__Source passage__
────────────────────

Gusbourne Estate on top in Top Wineries of Great Britain 2023

Gusbourne chief winemaker Charlie Holland (left). Gusbourne Wines

Top Wineries of Great Britain 2023

It will be 20 years ago next year since a South African orthopaedic surgeon, Andrew Weeber, saw the potential for grapevines at Gusbourne Estate, until then an arable, fruit and vegetable farm, or what Weeber called his ‘turnip patch’, lying on a south-facing slope off Kent’s Romney Marsh.

Weeber planted 20 ha to the classic Champagne varieties, but it wasn’t until 2013 that a massive new investment by Shellproof saw an additional 69 ha planted between 2013 and 2015 across the Kent site and at a West Sussex location, the Goodwood Estate. In the same year, Charlie Holland became CEO.

Gusbourne relies on production from its own 15 vineyards and each vineyard is very different.

────────────────────

__Stored data__
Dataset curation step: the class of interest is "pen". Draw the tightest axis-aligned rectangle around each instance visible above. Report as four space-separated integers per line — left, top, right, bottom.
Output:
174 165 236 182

────────────────────

__Problem to solve__
Resume the article on Gusbourne Estate, picking up after its last sentence.

__Response for this exercise__
As distinct from the chalk soils of much of Sussex and Hampshire, the Kent estate is on Wealden clay and Tunbridge Wells sands, while the rain shadow and low altitude help with warmth, protection and, crucially, ripeness. For Charlie Holland, the clay soils of Kent help to bring ripeness, fullness, and a muscular character. At the same time, Sussex land has given them the best of both worlds. So while they like the Kent clay, the free-draining chalk soils of Sussex add an extra poise, energy and acidity to the final blend. Being able to make blends with fruit from two distinct areas gives them flexibility to make the most of whatever the weather throws at them, whether it’s a cool or a warm year.

“Acidity is key, our calling card, and essential for freshness and vitality,” says Holland.

Gusbourne relies on production from its own 15 vineyards and each vineyard is very different. Some of the early vineyards, such as Boot Hill, have come into their own as excellent for still wines, and as England’s still wines start to gain recognition for their much improved quality, Gusbourne’s Guinevere Chardonnay and Pinot Noir are catching up with their sparkling wine counterparts.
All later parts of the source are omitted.